== Excerpted passage ==
Orthodox Christians on Saturday performed their annual ceremony during which “holy fire” is said to miraculously descend on the place where Jesus is believed to have been buried.
The coronavirus restrictions offered a rare opportunity to get an unencumbered look at the event inside the halls of the Church of the Holy Sepulcher in the Old City of Jerusalem. Typically, thousands of local Christians and foreign pilgrims pack the church for the ceremony, making it all but impossible to see what’s happening with the “holy fire.”
What one can usually see is Christians from the various rival Orthodox churches getting into physical altercations as they jockey for position.
But this year, only priests and high-level representatives of the different churches were allowed inside. And they then quickly transferred the supposedly divine flames to waiting cars that then took the burning candles to Ben Gurion Airport. Israel has halted all air traffic to and from the Jewish state, but allowed these special flights so that the “holy fire” might still make its way back to Orthodox Christian countries like Greece, Russia, Bulgaria and Armenia.

== Input data ==
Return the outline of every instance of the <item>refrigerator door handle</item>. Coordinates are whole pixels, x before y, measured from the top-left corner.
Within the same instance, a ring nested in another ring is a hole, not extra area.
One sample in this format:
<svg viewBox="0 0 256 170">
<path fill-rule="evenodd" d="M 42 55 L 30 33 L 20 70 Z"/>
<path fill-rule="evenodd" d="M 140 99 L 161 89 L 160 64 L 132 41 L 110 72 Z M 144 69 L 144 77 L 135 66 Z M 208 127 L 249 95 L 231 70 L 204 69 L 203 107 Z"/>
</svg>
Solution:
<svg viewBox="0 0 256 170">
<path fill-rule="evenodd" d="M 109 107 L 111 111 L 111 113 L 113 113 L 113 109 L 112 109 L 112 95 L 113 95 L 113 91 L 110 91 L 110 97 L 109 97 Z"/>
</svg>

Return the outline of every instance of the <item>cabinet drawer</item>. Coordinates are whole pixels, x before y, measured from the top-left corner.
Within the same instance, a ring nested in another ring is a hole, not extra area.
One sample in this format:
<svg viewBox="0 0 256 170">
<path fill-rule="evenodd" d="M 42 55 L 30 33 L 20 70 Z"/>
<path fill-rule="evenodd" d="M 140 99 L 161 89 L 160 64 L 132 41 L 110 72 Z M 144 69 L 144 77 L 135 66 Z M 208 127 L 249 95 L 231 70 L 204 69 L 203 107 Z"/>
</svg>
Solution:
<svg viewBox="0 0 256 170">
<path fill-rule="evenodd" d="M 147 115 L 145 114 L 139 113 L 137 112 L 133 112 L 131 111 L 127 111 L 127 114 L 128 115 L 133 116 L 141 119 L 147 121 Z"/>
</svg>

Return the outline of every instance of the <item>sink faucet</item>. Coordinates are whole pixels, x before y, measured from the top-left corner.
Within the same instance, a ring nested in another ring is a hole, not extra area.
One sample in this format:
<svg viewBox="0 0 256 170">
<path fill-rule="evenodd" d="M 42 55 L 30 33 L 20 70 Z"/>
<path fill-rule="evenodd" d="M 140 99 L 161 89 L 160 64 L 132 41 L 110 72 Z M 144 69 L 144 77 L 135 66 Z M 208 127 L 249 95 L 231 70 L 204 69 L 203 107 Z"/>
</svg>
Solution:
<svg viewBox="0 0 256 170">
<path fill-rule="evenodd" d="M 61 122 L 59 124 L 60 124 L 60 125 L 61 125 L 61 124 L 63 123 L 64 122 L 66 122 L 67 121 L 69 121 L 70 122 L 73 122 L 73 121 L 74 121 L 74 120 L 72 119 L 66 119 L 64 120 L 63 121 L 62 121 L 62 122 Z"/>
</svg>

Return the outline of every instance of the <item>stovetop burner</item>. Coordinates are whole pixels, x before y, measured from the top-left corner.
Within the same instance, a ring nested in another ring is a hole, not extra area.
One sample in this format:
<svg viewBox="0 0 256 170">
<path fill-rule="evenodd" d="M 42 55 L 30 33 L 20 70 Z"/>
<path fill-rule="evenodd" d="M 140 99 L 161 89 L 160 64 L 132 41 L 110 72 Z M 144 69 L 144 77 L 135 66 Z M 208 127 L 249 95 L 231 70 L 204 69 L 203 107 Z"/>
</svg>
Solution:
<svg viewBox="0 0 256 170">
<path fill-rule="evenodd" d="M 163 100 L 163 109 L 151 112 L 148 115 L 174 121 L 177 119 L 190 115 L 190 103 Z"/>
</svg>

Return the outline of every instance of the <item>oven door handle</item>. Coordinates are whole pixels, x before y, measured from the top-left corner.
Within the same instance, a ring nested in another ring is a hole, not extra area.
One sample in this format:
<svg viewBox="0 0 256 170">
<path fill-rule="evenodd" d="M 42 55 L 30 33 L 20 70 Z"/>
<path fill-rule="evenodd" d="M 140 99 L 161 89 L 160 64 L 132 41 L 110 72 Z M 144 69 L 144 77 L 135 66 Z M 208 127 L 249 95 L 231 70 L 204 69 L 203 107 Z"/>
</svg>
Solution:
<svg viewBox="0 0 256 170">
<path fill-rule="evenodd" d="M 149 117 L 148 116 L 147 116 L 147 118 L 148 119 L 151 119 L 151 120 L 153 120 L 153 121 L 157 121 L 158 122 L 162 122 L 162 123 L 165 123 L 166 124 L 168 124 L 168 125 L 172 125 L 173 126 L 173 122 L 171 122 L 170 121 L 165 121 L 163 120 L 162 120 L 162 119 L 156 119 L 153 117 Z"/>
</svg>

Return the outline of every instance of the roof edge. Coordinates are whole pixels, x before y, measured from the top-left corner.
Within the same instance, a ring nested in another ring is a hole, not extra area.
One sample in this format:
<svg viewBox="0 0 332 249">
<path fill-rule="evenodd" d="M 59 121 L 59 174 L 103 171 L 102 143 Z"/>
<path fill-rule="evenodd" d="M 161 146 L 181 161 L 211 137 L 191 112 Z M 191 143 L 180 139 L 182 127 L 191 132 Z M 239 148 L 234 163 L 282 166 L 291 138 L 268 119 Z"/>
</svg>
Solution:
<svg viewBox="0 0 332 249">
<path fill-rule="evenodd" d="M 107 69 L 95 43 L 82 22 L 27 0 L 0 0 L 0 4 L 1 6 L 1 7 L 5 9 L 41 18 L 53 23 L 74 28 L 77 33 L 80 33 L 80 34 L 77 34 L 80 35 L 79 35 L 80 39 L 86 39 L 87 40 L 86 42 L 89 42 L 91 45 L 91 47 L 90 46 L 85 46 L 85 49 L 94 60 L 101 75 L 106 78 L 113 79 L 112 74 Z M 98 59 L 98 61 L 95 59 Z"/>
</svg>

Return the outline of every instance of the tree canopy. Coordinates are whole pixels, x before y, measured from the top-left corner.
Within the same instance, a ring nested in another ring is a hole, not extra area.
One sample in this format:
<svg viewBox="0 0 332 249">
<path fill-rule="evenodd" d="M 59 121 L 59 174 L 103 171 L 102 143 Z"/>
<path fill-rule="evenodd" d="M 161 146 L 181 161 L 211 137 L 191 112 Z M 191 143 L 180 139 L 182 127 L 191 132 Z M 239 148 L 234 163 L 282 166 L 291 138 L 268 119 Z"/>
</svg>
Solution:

== Prompt 1 ==
Reproduce the holy fire report word for word from "Orthodox Christians on" to "have been buried.".
== Prompt 2 ==
Which countries does the holy fire report name as Orthodox Christian countries the flames were flown back to?
== Prompt 3 ==
Carry the holy fire report on from its last sentence.

== Written reply 1 ==
Orthodox Christians on Saturday performed their annual ceremony during which “holy fire” is said to miraculously descend on the place where Jesus is believed to have been buried.

== Written reply 2 ==
Greece, Russia, Bulgaria, Armenia

== Written reply 3 ==
An Orthodox clergyman carries “holy fire” through Jerusalem’s Old City en route to Ben Gurion Airport.
Israeli police officers escort the Holy Fire on its journey from the Church of the Holy Sepulcher.
Not sure it’s a good idea to have an open flame in a closed vehicle. But anything for a “miracle,” right?
Local Jerusalem Christians share the divine flame with friends and family.